### Source material ###
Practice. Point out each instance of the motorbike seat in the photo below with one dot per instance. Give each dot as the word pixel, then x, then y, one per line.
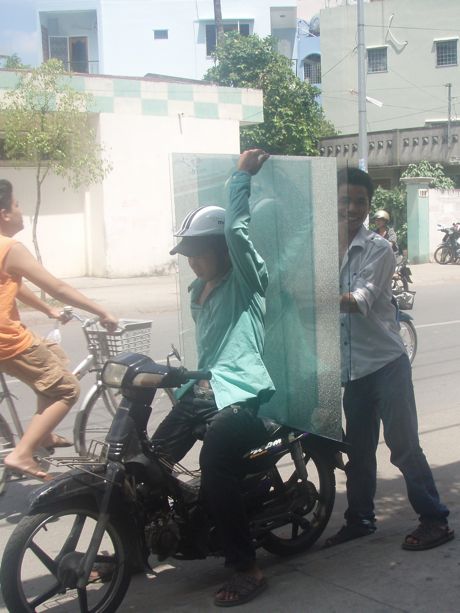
pixel 272 427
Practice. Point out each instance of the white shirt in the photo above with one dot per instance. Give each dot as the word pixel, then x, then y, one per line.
pixel 369 339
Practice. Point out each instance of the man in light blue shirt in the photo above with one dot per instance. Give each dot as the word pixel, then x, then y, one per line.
pixel 228 307
pixel 377 378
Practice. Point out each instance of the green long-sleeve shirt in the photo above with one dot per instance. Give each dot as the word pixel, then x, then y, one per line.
pixel 230 323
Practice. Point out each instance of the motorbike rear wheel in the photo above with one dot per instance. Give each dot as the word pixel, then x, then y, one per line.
pixel 42 556
pixel 309 519
pixel 443 255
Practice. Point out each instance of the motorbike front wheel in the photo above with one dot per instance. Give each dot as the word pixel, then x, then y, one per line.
pixel 443 255
pixel 409 337
pixel 41 560
pixel 311 504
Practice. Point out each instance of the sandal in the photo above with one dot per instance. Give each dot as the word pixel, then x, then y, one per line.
pixel 428 534
pixel 349 532
pixel 56 441
pixel 242 587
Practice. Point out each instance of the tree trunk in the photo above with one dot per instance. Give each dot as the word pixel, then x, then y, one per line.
pixel 218 20
pixel 38 183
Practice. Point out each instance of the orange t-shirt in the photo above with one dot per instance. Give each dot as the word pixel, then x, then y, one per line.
pixel 14 336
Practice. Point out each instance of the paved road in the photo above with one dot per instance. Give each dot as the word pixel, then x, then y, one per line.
pixel 372 575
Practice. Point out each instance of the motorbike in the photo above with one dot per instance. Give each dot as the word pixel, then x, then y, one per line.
pixel 403 299
pixel 91 527
pixel 449 249
pixel 402 275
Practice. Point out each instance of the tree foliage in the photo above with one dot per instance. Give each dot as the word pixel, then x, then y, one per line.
pixel 46 124
pixel 436 172
pixel 293 119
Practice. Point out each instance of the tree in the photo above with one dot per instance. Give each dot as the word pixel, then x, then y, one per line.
pixel 293 119
pixel 46 123
pixel 436 172
pixel 218 19
pixel 394 200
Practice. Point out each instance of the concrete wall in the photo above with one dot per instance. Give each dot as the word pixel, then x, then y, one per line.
pixel 444 210
pixel 123 227
pixel 137 194
pixel 413 89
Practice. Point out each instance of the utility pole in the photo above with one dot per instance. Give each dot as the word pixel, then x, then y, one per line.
pixel 449 110
pixel 362 127
pixel 218 20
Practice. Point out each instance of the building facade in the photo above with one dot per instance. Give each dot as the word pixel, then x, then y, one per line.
pixel 412 56
pixel 168 37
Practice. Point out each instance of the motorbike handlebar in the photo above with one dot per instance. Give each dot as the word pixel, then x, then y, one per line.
pixel 199 375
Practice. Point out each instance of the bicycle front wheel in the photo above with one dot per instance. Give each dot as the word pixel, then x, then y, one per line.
pixel 94 419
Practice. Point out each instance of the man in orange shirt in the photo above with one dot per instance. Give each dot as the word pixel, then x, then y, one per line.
pixel 22 354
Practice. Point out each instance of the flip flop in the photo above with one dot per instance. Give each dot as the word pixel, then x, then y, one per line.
pixel 243 587
pixel 427 535
pixel 57 442
pixel 29 471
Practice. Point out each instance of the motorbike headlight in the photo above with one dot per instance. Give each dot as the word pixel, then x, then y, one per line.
pixel 113 374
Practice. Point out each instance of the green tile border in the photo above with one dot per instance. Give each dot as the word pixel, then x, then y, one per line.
pixel 180 92
pixel 124 88
pixel 206 110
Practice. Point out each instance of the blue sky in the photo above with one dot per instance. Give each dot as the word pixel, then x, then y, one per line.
pixel 18 29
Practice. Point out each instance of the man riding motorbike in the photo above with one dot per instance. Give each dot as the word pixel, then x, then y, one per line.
pixel 228 307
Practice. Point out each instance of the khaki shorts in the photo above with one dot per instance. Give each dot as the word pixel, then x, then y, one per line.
pixel 43 368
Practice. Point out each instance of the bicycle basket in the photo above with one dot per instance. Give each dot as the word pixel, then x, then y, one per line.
pixel 405 300
pixel 132 335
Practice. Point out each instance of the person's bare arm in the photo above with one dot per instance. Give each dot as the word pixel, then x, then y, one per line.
pixel 27 296
pixel 20 261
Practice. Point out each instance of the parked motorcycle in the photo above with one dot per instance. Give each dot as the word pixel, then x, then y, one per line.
pixel 404 301
pixel 449 249
pixel 87 530
pixel 402 275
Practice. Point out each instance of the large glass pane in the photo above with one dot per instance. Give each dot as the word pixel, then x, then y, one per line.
pixel 293 227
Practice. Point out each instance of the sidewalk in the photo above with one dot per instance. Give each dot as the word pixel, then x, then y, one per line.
pixel 368 575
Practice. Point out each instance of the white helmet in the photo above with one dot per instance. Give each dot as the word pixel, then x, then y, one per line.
pixel 204 222
pixel 381 214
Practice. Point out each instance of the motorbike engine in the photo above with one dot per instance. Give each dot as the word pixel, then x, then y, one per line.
pixel 162 536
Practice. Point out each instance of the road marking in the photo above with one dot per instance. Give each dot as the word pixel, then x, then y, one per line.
pixel 441 323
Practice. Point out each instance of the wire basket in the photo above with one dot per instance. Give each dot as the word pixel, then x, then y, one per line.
pixel 132 335
pixel 405 300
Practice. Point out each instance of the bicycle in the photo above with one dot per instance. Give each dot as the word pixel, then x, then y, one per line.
pixel 99 405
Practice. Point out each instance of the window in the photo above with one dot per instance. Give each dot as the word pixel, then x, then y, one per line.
pixel 377 59
pixel 72 51
pixel 312 69
pixel 446 52
pixel 160 34
pixel 211 38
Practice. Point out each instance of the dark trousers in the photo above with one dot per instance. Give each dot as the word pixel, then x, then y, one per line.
pixel 231 432
pixel 386 395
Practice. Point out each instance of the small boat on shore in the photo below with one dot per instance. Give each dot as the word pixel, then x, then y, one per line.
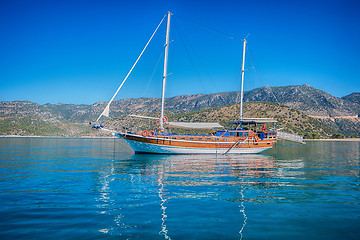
###
The line containing "Practice. Point out each instance of the road" and every line after it, through the end of the data, are to be output exactly. Omit the pictures.

Final answer:
Practice. Point out each instance of the road marking in the photo above with one dot per instance. Give each dot as the word pixel, then x, then y, one per line.
pixel 441 323
Practice. Point out each instance of the wire basket in the photo above with one dot per instance. Give each dot as the word pixel, then x, then y, one per line.
pixel 132 335
pixel 405 300
Practice. Point out each instance of the bicycle in the photo above with one dot per instance. Give each dot as the word pixel, then x, then y, one per line.
pixel 99 405
Practice. Point out each instance of the window in the photo above with one dot per instance. Give each dot as the word pixel, then x, then y, one per line.
pixel 377 59
pixel 72 51
pixel 312 69
pixel 446 52
pixel 160 34
pixel 211 38
Practice. Point out each instance of the dark trousers in the photo above with one dot per instance. Give each dot as the word pixel, then x, then y, one per line.
pixel 231 432
pixel 386 395
Practice. Point out each instance of the small boat on shore in the photo below with one dot per instance. Give each dot as the word pixel, then x, then y, one per line.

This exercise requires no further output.